What to do.
A – Answer these questions from the piece on medical education, one per line:
(i) Which test did the writer study for in college?
(ii) In the spectrum from data to wisdom, in which space did clinicians traditionally add value?
(iii) To which space will the value proposition for clinicians shift with the advent of AI?
B – Resume the piece on medical education, writing on from its final line.

Study text.
* * *
By: Felix Ankel (@felixankel)
When I went to college (a long time ago), “morning” classes for the most part consisted of the natural sciences such as biology, chemistry, and physics and the “afternoon” classes consisted of the social sciences such as sociology, economics, management, and communication sciences. I focused my efforts on the morning subjects and studied for the Medical College Admission Test (MCAT) which was heavily weighted towards “morning” subjects. Likewise, during medical school (and residency and beyond), learning and assessment was predominantly focused on medical knowledge with secondary emphasis on “afternoon” subjects such as patient and family centered communication, shared decision making, “teaming behavior”, quality and patient safety, stewardship, systems-thinking, and “fusion skills” to work with AI.
Health care and medical education are changing.
Our relationship with knowledge, professional identity, and structure is changing. Traditionally, in the spectrum from data to information to knowledge to wisdom, the clinicians’ space to add value resided in the information to knowledge space. Patients would come to see a clinician, share information about their symptoms, something magic would happen, and the clinician would share knowledge that would create value. With the advent of AI and large language modules, the data to information to knowledge progression will automate and the value proposition for clinicians will shift to the knowledge to wisdom space. This is a shared space; a space shared with patients, families, other members of the health care team, the public, and machines. How do we train for this space? How do we assess in this space?
Training for “afternoon” subjects.
* * *
Data entries:
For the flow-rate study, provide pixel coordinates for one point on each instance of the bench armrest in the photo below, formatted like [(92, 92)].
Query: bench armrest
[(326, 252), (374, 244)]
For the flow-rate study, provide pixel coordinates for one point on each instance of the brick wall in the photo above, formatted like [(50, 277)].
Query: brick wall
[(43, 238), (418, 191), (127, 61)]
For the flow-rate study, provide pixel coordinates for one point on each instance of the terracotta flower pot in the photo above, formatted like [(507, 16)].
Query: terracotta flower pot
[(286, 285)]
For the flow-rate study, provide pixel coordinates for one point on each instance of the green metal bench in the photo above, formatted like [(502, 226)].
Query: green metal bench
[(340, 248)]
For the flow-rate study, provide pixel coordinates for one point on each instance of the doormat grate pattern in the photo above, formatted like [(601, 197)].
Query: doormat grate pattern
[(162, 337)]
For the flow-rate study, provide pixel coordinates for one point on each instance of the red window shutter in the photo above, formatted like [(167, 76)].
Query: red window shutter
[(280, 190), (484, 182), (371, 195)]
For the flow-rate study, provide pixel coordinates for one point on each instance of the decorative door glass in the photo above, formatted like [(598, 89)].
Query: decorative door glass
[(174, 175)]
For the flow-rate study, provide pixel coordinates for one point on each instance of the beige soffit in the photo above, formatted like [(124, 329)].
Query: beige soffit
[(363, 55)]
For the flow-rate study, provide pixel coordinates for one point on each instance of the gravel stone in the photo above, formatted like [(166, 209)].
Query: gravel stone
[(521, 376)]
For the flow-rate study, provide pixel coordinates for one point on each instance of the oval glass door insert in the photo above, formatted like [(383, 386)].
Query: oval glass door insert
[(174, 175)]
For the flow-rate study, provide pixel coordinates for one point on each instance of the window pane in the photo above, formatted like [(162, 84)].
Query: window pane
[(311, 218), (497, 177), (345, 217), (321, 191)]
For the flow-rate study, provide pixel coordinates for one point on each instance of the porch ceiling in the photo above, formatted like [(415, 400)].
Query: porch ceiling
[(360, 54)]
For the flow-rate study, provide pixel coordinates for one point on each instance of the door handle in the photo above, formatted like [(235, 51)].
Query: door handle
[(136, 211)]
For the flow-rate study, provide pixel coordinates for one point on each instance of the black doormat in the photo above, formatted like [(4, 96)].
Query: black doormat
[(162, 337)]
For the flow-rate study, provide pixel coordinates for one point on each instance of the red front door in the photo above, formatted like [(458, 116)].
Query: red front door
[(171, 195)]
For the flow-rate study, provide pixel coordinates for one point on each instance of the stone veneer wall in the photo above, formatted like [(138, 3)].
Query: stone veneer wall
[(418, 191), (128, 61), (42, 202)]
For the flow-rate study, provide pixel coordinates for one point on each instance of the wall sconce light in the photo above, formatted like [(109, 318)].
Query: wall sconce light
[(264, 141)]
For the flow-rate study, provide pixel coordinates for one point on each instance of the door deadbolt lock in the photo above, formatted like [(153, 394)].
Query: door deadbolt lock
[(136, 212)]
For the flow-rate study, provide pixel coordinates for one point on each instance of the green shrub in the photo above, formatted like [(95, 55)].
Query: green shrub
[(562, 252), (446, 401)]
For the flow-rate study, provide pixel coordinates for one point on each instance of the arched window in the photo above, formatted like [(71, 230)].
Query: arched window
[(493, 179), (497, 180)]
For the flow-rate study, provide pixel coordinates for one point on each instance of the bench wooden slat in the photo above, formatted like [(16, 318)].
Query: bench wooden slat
* * *
Answers to this exercise.
A –
(i) The Medical College Admission Test (MCAT).
(ii) The information to knowledge space.
(iii) The knowledge to wisdom space.

B –
Graduate medical training is based on the knowledge, skills, and attitudes necessary take care for a patient in a specific specialty. This usually involves a combination of rotation specific clinical education and curriculum specific didactic education. In the clinical setting, much of the training is experiential and under the supervision of more senior residents or board-certified faculty. Didactic education is usually based on a core curriculum that defines a specialty and is predominantly taught by specialty specific faculty or residents. For example, in emergency medicine, the model of the clinical practice for emergency medicine is updated on a regular basis and serves as the blueprint for the didactic education for many emergency medicine residencies. If the center of gravity for future graduate medical education is shifting from creating vessels of knowledge in morning subjects to creating navigators of wisdom with afternoon competencies, how do we train for this? Does all training to master the knowledge, skills, and attitudes of “afternoon” subjects need to occur in the clinical arena? Does all didactic education need to be taught by specialty specific clinicians?
Assessment influences training.
Assessment is a key component of the clinical learning environment. What is assessed is what is learned. In graduate medical education, healthy habits of life-long learning thrive in environments where a combination of self-assessments, workplace-based assessments (WBAs) such as daily evaluation cards (DECs), and entrustable professional activities (EPAs), and independent assessments such as the medical boards’ in-training examination exist. How do we build assessments for “afternoon” subjects such as patient and family centered care, systems thinking, “teaming behavior”, and “fusion skills”? How do we ensure that these assessments are fair, valid, and reliable? Do all assessments for afternoon subjects need to be done by supervising clinicians or is there benefit for assessments by non-clinical content experts? What composition of residency clinical competency committees makes the most sense to help with afternoon subject assessment analysis and synthesis?
Question to consider.
When reflecting on your educational program, consider the following:
- How are afternoon subjects incorporated?
- How are afternoon subjects assessed?
- How is fairness, validity, and reliability incorporated into the assessments?
- What is the assessment architecture for afternoon subjects?
- Do you have a blueprint to incorporate afternoon subjects into your learning environment?
Acknowledgement: The author would like to acknowledge Brendan Carr for introducing them to the concept of morning and afternoon classes..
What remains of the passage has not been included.